Job 1
Answer from the turkey guide:
(a) How many hours of refrigerator thawing does it allow for every 5 pounds of turkey?
(b) What may frozen liquid in the package of a frozen turkey indicate?
(c) What age range does it give for Millennials?
Job 2
Output word for word the passage of the turkey guide starting at "Look for whole" and ending at "defrosted and refrozen.".

Page
● ● ● ● ●

So now that you know how healthy turkey can be – how do you select the best bird for your holiday celebration?

Look for whole turkeys that have a solid shape, look plump and have a rounded breast. Whether purchasing a whole turkey or turkey parts, the bird should feel pliable when gently pressed, and it should not have an "off" smell. If turkey has skin on it, it should be white in color and unblemished, without cuts or bruises. Do not buy turkey if the sell-by date on the label has already expired.

If purchasing frozen turkey, make sure that it is frozen solid and does not have any ice deposits or freezer burn. Additionally, avoid frozen turkey that has frozen liquid in the package as this may indicate that it has been defrosted and refrozen.

There are many turkeys to select from including humanely-raised, natural, free range, cage-free, kosher or organic turkeys. Read the labels carefully to insure what you are buying. Kosher turkeys are slaughtered and processing according to the kosher laws and are treated with salt. Usually these taste great without any further brining.

Self basting or basted turkeys are those which have been injected with a solution to make it more tender and flavorful. Read the ingredients label carefully as many of these solutions contain high amounts of sodium and some are loaded with artificial flavors.

So how are you preparing your turkey this year? A new Butterball® survey reveals generational differences in cooking methods, activities and flavors. While all generations agreed that a traditional roasted turkey is tops, Millennials (ages 18-30) and Gen Xers (ages 31-44) said they are also looking to try different turkey cooking methods. One in seven Millennials and Gen Xers reported deep frying, smoking or grilling their turkeys on Thanksgiving.

Regardless of your cooking method, good food safety practices should always be followed.

Thawing a frozen turkey can take days. If you want to thaw your turkey in the refrigerator, you need to start days before cooking. Keep the turkey in its original wrapping and put it in a pan to catch the moisture. Allow 24 hours of thawing time for every 5 pounds of turkey. One of the good things about using the refrigerator method is that you can keep the defrosted turkey in the refrigerator for a day until it's time to roast. 
If you need to thaw your turkey faster, use the cold water method. Immerse your packaged turkey (make sure there are no tears in the packaging) in ice-cold water. You need to change the water every 30 minutes to keep it cold and allow about 30 minutes of thawing time per pound of turkey.
If you use the cold water method, you should cook your turkey as soon as it is thawed.

The microwave method works for small turkeys and turkey parts. The best guide for how long it will take is your microwave owner's manual, but it could take about 60 to 90 minutes on the defrost cycle. Once you've thawed the turkey, you will need to cook it right away.

● ● ● ● ●

Rows
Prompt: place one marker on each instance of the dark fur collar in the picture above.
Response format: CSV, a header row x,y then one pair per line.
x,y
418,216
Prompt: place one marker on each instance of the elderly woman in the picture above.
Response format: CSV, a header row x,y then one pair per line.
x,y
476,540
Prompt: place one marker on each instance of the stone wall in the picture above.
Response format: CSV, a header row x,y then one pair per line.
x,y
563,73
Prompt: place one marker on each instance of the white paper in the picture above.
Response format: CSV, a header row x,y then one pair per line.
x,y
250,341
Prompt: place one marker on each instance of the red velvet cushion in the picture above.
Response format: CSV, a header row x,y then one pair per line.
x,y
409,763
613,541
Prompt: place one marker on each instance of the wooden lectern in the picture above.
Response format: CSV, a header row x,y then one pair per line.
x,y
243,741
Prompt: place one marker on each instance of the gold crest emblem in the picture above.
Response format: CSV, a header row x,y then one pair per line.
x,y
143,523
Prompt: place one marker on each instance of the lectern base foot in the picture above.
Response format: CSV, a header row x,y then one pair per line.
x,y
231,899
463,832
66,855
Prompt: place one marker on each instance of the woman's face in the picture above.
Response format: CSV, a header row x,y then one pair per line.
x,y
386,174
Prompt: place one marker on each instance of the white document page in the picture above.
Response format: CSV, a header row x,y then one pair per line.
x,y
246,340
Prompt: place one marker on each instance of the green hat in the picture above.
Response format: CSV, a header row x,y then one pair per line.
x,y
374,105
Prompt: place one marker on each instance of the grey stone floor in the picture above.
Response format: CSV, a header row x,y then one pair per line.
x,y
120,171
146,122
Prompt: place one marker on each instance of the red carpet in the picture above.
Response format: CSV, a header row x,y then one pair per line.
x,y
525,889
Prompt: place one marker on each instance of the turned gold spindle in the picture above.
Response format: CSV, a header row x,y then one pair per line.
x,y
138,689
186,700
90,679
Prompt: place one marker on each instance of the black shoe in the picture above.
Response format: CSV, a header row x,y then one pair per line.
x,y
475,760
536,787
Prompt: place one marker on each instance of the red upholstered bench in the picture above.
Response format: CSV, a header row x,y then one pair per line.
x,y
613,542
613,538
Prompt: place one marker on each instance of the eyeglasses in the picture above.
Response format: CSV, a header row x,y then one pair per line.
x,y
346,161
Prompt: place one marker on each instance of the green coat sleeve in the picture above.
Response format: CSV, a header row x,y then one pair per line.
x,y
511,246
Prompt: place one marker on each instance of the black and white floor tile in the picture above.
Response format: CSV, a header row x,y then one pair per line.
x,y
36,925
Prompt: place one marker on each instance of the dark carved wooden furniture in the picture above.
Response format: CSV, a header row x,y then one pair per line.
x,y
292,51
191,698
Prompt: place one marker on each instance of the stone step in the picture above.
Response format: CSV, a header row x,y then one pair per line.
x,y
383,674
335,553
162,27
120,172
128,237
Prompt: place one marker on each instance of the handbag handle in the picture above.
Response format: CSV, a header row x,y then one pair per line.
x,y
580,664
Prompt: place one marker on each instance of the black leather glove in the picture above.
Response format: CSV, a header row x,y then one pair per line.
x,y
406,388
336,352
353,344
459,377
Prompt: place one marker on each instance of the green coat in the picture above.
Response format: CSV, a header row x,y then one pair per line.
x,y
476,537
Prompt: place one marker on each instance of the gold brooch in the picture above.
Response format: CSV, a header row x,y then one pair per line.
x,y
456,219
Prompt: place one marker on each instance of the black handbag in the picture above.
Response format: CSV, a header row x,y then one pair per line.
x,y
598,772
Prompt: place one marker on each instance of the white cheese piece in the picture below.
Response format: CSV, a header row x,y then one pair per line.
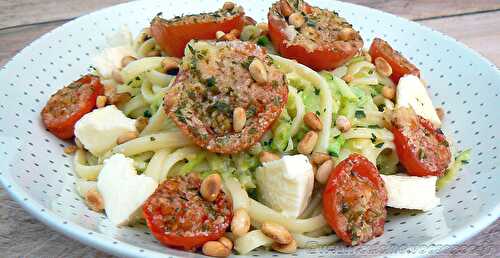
x,y
286,185
99,129
411,192
110,59
411,92
122,190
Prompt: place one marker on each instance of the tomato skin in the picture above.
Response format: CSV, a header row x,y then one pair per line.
x,y
331,196
419,137
63,127
320,59
178,216
173,38
399,64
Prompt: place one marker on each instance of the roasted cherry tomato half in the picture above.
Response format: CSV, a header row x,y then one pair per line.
x,y
354,200
173,35
69,104
179,217
399,64
422,148
210,87
315,37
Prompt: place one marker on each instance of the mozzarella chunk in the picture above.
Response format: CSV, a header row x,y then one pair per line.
x,y
411,192
110,58
122,190
99,129
286,184
411,92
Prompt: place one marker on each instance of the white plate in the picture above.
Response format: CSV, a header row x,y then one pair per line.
x,y
37,174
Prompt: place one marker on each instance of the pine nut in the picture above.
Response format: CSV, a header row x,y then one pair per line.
x,y
215,249
169,63
264,28
127,137
276,232
219,34
287,249
100,101
226,242
306,145
141,123
343,124
347,78
153,53
210,187
296,19
440,113
78,143
235,32
367,56
378,100
324,171
286,9
232,35
127,60
239,119
318,158
240,223
346,34
266,156
228,6
313,121
383,67
94,200
119,98
258,71
388,92
117,76
70,149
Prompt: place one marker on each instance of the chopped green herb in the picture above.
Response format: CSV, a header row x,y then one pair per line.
x,y
311,23
191,49
180,116
263,41
421,154
251,111
247,62
211,82
359,114
445,143
276,100
147,113
222,107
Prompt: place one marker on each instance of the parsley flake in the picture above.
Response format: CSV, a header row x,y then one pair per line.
x,y
359,114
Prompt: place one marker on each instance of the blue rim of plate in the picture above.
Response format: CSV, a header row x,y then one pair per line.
x,y
121,248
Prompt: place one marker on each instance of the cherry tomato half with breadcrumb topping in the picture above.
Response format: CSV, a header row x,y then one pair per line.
x,y
179,217
172,35
354,200
399,64
315,37
422,148
69,104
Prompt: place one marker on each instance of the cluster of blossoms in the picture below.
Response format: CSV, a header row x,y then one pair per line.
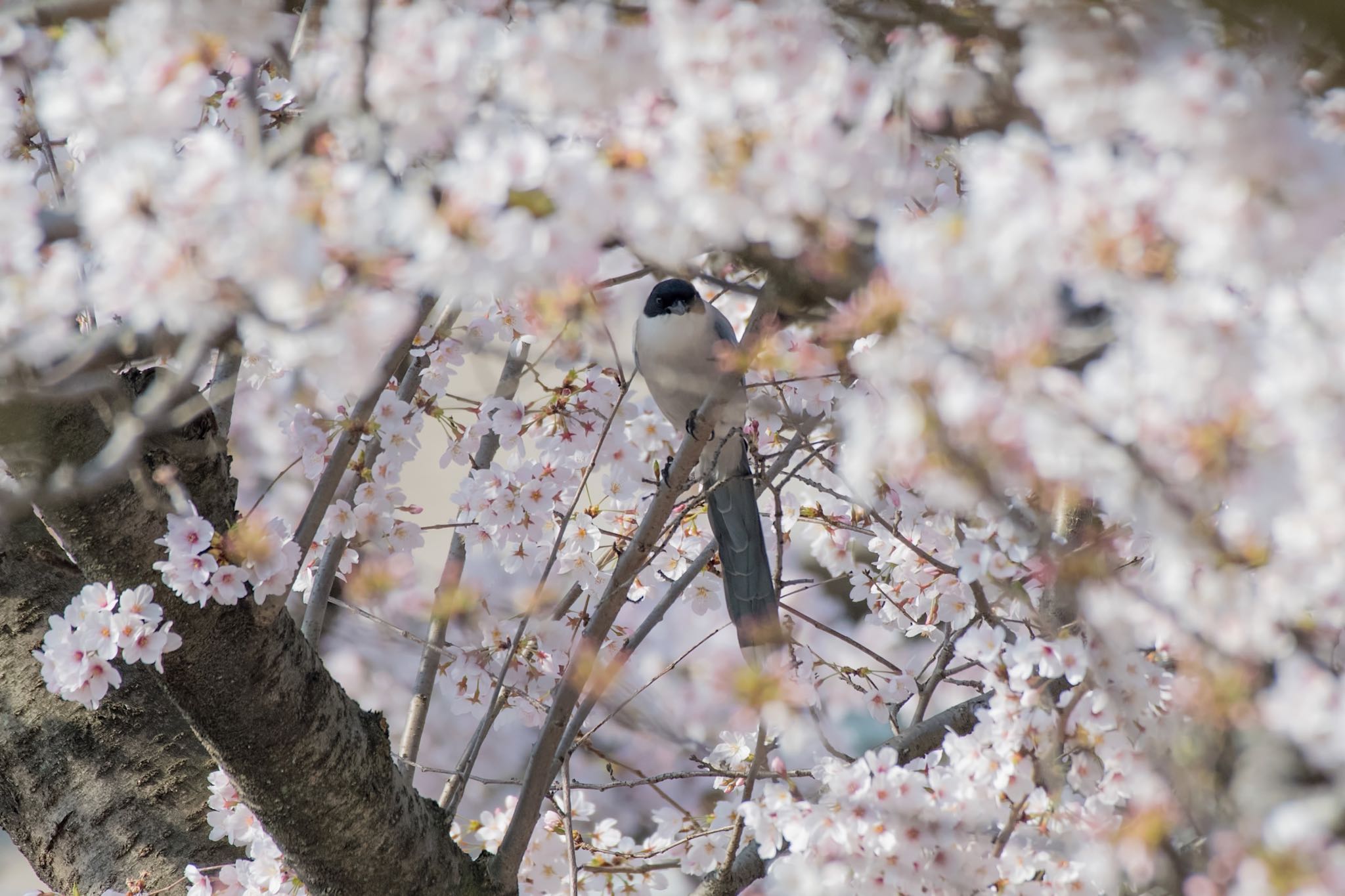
x,y
1055,753
264,872
99,626
204,567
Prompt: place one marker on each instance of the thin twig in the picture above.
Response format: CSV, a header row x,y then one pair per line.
x,y
622,278
661,609
758,756
632,870
569,830
310,20
345,448
271,485
449,582
645,687
711,771
223,385
1015,815
326,576
45,141
841,637
496,704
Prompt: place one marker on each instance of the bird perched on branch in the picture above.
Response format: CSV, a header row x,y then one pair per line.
x,y
678,344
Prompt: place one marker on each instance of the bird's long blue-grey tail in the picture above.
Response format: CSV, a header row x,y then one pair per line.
x,y
748,587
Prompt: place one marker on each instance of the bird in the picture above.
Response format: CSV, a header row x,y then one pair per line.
x,y
680,339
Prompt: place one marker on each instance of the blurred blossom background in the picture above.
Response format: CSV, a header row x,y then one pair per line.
x,y
1042,324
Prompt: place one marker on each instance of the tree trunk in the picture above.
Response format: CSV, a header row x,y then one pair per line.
x,y
315,767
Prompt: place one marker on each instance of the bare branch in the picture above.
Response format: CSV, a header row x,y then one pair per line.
x,y
449,581
345,448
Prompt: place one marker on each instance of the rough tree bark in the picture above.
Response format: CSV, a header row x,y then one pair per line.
x,y
91,798
315,767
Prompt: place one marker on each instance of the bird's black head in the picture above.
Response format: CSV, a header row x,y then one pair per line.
x,y
671,297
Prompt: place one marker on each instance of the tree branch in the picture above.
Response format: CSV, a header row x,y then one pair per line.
x,y
300,752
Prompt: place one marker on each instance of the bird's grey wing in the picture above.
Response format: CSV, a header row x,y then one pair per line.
x,y
748,589
722,328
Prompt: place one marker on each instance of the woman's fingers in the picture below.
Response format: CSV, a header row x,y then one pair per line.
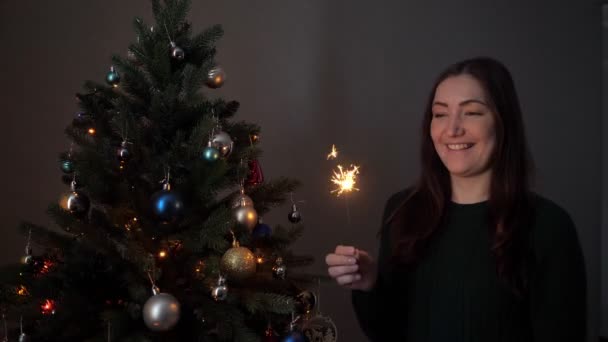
x,y
338,271
334,259
348,279
346,250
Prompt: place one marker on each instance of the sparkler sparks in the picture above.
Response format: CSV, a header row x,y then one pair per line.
x,y
345,180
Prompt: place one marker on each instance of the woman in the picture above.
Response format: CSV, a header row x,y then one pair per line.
x,y
470,252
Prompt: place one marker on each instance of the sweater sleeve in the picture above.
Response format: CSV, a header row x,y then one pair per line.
x,y
375,309
558,292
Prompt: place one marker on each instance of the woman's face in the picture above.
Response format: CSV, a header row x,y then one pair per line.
x,y
462,127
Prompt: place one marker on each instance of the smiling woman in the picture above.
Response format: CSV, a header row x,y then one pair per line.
x,y
470,252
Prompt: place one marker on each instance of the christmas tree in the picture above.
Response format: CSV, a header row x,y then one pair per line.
x,y
160,234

● ● ● ● ●

Exercise response 1
(a) 24 hours
(b) That the turkey has been defrosted and refrozen
(c) Ages 18-30

Exercise response 2
Look for whole turkeys that have a solid shape, look plump and have a rounded breast. Whether purchasing a whole turkey or turkey parts, the bird should feel pliable when gently pressed, and it should not have an "off" smell. If turkey has skin on it, it should be white in color and unblemished, without cuts or bruises. Do not buy turkey if the sell-by date on the label has already expired.

If purchasing frozen turkey, make sure that it is frozen solid and does not have any ice deposits or freezer burn. Additionally, avoid frozen turkey that has frozen liquid in the package as this may indicate that it has been defrosted and refrozen.